(Dataset items)
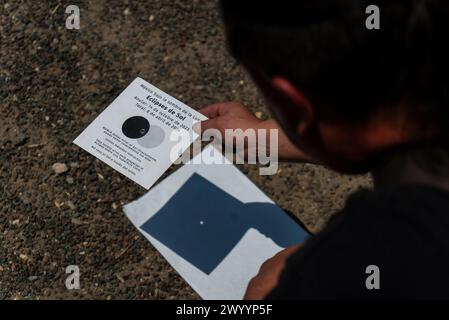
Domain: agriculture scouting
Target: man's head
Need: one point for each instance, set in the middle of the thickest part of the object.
(342, 92)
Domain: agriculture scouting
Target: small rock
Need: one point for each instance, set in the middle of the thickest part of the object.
(70, 205)
(59, 168)
(74, 165)
(19, 140)
(58, 204)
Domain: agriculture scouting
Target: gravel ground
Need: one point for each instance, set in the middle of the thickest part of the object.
(53, 82)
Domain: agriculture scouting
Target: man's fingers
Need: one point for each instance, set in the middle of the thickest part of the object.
(202, 126)
(212, 111)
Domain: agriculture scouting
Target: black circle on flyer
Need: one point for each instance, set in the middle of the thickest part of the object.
(135, 127)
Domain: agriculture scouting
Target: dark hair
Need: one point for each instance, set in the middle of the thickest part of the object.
(324, 47)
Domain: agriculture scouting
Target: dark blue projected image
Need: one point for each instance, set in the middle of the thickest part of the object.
(202, 223)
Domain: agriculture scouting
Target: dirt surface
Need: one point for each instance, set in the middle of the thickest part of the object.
(53, 82)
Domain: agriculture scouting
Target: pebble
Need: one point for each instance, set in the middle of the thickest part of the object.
(74, 165)
(19, 140)
(69, 180)
(59, 168)
(70, 205)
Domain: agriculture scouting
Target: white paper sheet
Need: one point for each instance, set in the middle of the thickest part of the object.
(135, 134)
(230, 277)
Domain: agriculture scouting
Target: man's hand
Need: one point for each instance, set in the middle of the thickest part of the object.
(268, 276)
(233, 115)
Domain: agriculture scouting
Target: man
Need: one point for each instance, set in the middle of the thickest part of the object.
(354, 99)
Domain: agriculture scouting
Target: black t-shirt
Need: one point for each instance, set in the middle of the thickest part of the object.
(403, 230)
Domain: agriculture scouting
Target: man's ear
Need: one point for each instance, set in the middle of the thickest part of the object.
(302, 104)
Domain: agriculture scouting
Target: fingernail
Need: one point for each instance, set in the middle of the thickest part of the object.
(197, 127)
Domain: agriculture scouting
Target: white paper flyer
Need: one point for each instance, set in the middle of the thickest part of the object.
(141, 133)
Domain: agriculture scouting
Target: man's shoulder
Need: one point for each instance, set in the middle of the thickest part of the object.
(402, 231)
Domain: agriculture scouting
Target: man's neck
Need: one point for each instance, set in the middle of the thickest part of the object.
(409, 167)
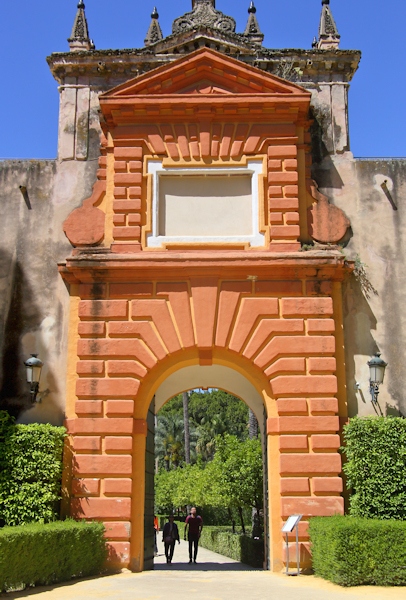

PROBLEM TO SOLVE ::
Report each line of the records above that contains the string "flyer", counting a match only when the case is the same.

OUTPUT ::
Target: black circle on flyer
Target: white paper flyer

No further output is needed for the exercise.